The diary of a Saudi man, currently living in the United Kingdom, where the Religious Police no longer trouble him for the moment.

In Memory of the lives of 15 Makkah Schoolgirls, lost when their school burnt down on Monday, 11th March, 2002. The Religious Police would not allow them to leave the building, nor allow the Firemen to enter.

Monday, May 01, 2006


The A's have just got back from another long weekend, taking advantage of what the British call the "May Day Bank Holiday", which is a bit of a swizz really because we didn't see one Maypole, nor any Morris dancers, nor even a winding procession of the starving and down-trodden proletariat. However there were lots of banks closed, but that seems to be normal over here. The only banks that seem to be open are the internet banks, but that's because it's already tomorrow in Jakarta or New Guinea or some such place.

While I shake the cobwebs off the keyboard and get back into blogging mode, I thought it would be useful just to talk a bit about mail. I'm getting quite a lot these days, which is very rewarding, and I do read them all, but if I could just set some expectations about what I can do in response. I'm averaging 30 - 40 a day, but of course after a weekend like the last one I come back to a mailbox with over a hundred, and while that is one of the nicest things about writing a blog, it can also be very daunting. As I was always taught in my English school, you should always reply to mail that you get, but as you can imagine, that can become a bit of a burden. So I'll just set out here what I can normally do in response to the different types of mail.

1. The largest category, thankfully, is people just writing to say "Hello", and / or how much they enjoy the blog. Often there's a bit of a story about their related experiences, perhaps in Saudi, perhaps elsewhere. It is of course very nice to get these, and they confirm that I'm on the right track. Generally, though, I can only manage a one-liner in response. Occasionally I am able to do a little more, like put some people in touch with each other, where they appear to have something in common, but that's unusual.

2. Sometimes I get mail that is critical, but in a polite and positive way, and I welcome these equally as feedback. Often they say that I should concentrate less on something or more on something else. I do take note of what they say, and may act upon them, although of course there is no guarantee. However I would just point out that I do concentrate on Saudi Arabia, where I come from, and the United Kingdom, where I now live. I have so far managed to steer clear of Palestine and Israel, and Iraq, in spite of the temptations. Equally, I could blog forever on "Mad Ahmad" of Iran, the only loony in the asylum who's going to get his own nuclear weapon, but there aren't enough hours in the day. So it's mainly those two countries.

*RAW DATA*:

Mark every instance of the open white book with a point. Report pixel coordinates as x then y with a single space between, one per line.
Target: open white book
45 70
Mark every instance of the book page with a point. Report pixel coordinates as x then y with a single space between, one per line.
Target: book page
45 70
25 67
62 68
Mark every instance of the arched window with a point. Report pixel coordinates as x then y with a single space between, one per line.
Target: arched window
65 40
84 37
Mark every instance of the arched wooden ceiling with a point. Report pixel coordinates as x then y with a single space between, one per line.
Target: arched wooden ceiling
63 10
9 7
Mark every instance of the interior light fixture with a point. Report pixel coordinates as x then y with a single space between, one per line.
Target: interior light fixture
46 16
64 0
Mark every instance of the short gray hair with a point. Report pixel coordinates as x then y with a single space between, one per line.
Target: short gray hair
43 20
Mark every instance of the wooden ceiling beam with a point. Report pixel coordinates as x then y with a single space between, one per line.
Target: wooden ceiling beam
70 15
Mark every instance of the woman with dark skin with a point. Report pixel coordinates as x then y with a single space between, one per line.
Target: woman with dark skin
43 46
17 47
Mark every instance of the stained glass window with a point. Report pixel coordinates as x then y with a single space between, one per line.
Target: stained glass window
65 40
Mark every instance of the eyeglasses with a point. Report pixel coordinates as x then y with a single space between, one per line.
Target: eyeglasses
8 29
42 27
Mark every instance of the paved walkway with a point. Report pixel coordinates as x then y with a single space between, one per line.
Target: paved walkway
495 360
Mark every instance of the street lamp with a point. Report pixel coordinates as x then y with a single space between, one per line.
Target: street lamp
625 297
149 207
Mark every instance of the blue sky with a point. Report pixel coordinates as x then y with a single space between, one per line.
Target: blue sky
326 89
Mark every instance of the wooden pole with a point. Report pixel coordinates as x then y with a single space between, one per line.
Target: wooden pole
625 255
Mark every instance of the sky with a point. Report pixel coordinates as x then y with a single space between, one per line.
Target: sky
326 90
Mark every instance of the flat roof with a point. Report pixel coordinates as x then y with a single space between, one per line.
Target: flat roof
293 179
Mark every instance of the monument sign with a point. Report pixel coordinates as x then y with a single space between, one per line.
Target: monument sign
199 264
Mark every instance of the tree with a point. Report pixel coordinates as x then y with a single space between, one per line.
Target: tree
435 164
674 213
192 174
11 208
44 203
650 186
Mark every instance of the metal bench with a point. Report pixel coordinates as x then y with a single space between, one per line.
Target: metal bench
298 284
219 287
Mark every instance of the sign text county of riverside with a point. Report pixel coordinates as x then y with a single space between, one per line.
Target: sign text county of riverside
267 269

*TASK INSTRUCTIONS*:
1/ Answer these from the blog post about mail:
(a) Which holiday did the A's use for their long weekend?
(b) How many pieces of mail does the writer average each day?
(c) Which two countries does the writer mainly concentrate on?
2/ Please carry on the blog post about mail from the point where it stops.

*ANSWER SET*:
1/
(a) The "May Day Bank Holiday."
(b) 30 to 40 a day.
(c) Saudi Arabia and the United Kingdom.

2/
3. A lot of times I get sent material that could be used in the blog. This of course is meat and drink to any blogger, so please keep them coming. If I use them, I'll acknowledge the sender. If I can't use them, thanks anyway, perhaps they were slightly off-topic, or their time had passed, but I'm grateful nevertheless. Also, please always quote the relevant URL, because I can't publish unsubstantiated news; it should either be a published news article or a personal story.

4. I probably have the most difficulty with emails asking for or expecting some complicated response. These are usually well-intentioned, and if I didn't have a job or a family I could perhaps devote more time to them, but I really don't have the time to debate the Iraq war, or which bits of Islam are more valid, or a number of similar issues. If you ask a question requiring a yes / no answer I can probably manage that, but nothing open-ended. Similarly, for students needing 500 words, it's your school assignment or your thesis, so you write it, not me.

5. For the (very rare) truly offensive insulting emails, be aware that you will probably feature in a posting, and that I get the last word, so you'd better not provide me with more material than you intend. Also please enclose a photo of yourself, so I can publish that as well; we all form a picture in our mind's eye of what a ranting bigot looks like, and we would like our prejudices to be confirmed.

6. There is a less offensive type of email, but still deeply critical. I would characterize it as the "Disappointed Fellow-Muslim" type of email. It usually expresses concern for the ultimate fate of my soul. While I realize that this is well-intentioned, it is an unfortunate feature of many in our religion that they like to comment on the piety of others whilst ignoring their own. Western culture has several sayings for them, using the analogy of glass houses or specks in eyes, but they somehow seem not to have seeped into our language. And as a general rule, I'll look after my soul, you look after yours. To those who tell me off for writing about eating lunch during Ramadan, please bear in mind that I am human, was possibly a traveller on that day, am possibly diabetic, or possibly just a very hungry sinner; whatever, it's none of your friggin' business.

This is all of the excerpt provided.